## Exercise requirements
Pick out each line of the data below that holds the string "ball", and copy those lines.

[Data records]
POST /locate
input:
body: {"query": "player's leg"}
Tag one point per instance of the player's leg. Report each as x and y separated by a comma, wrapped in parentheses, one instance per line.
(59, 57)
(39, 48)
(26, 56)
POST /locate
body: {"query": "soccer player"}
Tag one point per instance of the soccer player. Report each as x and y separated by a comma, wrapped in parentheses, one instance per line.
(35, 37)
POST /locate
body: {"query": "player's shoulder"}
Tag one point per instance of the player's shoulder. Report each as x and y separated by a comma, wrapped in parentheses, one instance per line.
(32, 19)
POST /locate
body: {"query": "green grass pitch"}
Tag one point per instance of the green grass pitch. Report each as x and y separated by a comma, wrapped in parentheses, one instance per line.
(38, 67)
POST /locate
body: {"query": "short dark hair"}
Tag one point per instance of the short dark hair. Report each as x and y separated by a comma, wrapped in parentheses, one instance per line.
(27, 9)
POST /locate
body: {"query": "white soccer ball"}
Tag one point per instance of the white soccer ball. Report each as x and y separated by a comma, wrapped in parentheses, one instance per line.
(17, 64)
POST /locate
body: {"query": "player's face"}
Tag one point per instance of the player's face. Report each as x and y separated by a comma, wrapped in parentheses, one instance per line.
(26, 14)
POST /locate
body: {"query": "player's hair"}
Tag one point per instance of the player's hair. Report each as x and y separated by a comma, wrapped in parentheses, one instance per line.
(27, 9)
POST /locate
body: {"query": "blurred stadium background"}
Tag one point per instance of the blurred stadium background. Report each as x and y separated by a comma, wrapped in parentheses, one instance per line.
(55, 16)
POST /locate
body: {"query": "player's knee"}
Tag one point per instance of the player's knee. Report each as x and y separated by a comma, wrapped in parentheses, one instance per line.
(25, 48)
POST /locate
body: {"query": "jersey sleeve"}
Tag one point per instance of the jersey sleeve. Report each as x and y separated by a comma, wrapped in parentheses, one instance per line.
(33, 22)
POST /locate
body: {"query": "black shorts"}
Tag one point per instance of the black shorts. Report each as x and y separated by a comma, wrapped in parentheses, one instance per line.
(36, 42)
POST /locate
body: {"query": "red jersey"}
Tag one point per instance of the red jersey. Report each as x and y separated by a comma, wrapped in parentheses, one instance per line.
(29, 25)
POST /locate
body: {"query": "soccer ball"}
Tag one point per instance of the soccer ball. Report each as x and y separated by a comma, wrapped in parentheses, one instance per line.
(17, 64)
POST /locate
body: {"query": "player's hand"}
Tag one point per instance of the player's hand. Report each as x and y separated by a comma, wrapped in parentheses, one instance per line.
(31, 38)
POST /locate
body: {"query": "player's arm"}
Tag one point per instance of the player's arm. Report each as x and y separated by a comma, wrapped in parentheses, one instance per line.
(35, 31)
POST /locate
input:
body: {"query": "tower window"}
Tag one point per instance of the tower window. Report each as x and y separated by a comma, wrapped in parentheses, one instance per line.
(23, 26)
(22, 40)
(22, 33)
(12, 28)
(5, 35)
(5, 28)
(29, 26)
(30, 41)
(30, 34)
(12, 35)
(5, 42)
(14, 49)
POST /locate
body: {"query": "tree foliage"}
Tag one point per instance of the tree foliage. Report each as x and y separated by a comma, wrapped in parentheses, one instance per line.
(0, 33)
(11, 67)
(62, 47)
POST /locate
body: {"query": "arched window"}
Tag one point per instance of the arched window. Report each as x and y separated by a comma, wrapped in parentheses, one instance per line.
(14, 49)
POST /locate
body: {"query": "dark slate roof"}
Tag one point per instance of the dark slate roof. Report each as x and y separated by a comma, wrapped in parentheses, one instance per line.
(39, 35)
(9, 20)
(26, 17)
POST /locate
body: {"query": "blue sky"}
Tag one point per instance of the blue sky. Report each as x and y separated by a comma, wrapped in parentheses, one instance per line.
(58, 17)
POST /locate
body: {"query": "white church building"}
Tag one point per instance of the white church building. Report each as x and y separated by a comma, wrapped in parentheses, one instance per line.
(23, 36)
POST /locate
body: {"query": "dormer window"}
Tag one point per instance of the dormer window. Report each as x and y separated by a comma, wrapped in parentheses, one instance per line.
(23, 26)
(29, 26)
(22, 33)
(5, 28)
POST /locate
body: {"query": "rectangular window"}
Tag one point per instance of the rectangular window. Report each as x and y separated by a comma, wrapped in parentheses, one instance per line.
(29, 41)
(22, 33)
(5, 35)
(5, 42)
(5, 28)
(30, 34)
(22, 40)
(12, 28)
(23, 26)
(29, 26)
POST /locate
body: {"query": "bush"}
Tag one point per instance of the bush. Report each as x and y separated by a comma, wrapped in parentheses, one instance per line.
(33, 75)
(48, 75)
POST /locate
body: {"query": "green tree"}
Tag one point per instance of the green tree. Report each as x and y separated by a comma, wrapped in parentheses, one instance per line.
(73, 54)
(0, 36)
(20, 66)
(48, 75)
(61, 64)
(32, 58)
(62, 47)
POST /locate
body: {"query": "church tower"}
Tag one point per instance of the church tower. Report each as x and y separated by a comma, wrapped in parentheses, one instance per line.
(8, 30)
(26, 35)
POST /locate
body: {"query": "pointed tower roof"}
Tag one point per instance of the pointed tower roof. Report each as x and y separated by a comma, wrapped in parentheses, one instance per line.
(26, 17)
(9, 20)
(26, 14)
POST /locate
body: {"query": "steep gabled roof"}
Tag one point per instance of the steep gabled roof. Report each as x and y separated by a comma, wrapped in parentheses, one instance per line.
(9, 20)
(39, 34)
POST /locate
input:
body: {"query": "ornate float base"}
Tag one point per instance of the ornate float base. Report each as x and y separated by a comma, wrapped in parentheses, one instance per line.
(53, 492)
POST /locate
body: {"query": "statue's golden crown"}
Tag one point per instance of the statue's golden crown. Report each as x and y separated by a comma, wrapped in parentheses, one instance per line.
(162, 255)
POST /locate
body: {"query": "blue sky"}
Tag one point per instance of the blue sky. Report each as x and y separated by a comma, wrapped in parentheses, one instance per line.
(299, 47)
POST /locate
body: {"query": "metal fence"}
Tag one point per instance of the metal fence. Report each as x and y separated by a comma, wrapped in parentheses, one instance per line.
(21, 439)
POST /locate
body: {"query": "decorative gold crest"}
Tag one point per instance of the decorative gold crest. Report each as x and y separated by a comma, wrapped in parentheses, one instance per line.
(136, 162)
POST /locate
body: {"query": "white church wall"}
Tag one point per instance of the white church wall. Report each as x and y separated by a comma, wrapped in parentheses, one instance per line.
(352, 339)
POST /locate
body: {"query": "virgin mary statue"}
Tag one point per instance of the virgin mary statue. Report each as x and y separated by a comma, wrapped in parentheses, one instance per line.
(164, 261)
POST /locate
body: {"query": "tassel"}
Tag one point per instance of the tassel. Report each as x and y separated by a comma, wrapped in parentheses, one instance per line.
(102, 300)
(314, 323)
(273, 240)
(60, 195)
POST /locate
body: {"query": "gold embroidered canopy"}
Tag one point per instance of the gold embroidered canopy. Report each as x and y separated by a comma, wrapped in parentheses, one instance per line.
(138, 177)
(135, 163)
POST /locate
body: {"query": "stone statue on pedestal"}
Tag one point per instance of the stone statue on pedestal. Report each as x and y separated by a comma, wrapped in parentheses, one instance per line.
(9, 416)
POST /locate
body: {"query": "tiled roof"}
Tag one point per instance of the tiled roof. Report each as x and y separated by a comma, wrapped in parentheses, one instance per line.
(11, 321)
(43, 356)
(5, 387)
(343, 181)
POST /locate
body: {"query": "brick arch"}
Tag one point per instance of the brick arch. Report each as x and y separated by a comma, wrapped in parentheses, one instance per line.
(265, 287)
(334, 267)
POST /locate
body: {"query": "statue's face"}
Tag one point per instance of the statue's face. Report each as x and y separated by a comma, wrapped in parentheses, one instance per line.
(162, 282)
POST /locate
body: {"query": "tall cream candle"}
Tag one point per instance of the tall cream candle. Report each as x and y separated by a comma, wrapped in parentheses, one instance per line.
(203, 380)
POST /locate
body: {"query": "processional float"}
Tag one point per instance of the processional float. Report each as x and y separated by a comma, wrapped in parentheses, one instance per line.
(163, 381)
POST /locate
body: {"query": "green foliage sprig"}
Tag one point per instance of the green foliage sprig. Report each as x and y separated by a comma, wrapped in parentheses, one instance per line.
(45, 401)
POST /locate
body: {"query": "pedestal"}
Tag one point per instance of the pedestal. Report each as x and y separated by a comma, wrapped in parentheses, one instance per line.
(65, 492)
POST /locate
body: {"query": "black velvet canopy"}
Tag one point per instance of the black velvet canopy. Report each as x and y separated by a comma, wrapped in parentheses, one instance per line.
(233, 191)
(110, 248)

## Correct result
body: {"query": "white soccer ball"}
Tag one point per instance of the white soccer ball. Report each as x and y separated by a comma, wrapped in parentheses, one instance per line.
body: {"query": "soccer ball"}
Tag one point per instance of the soccer ball. Report each as x and y separated by a comma, wrapped in parentheses, one instance per line.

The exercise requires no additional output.